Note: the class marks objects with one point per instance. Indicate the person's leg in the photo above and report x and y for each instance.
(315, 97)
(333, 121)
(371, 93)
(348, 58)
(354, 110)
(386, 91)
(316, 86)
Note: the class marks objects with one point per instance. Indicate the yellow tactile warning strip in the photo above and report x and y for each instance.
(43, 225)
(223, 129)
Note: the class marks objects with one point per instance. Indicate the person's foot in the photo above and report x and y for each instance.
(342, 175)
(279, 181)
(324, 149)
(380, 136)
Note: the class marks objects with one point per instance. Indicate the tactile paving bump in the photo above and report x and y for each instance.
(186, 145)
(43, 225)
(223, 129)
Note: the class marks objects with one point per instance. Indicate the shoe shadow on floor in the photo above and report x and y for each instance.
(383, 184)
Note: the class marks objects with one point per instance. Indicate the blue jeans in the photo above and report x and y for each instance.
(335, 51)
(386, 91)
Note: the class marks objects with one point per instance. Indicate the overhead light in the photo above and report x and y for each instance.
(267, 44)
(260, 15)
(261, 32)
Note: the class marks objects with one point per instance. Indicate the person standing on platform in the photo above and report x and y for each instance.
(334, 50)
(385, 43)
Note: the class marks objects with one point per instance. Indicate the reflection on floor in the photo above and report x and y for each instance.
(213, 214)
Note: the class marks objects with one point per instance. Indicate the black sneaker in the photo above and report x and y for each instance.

...

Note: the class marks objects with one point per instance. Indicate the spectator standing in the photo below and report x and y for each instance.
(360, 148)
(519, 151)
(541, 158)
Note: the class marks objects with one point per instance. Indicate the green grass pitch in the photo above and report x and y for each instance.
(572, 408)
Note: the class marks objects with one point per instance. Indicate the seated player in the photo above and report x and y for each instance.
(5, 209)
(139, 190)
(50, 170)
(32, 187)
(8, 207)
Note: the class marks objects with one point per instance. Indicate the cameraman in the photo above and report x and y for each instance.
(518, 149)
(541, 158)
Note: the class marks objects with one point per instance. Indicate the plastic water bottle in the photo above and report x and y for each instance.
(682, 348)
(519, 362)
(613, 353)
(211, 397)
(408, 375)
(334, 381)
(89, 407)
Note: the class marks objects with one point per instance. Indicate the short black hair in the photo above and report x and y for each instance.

__Problem to work on__. Lines holding the string "black": find them in the listing above and copy each one.

__Solution__.
Note: the class marks objects with one point per instance. Indicate the black sneaker in the photo above and report x and y for each instance.
Note: the class marks objects with one point per instance. Indicate the short black hair in the photo above and report x and y for each instance.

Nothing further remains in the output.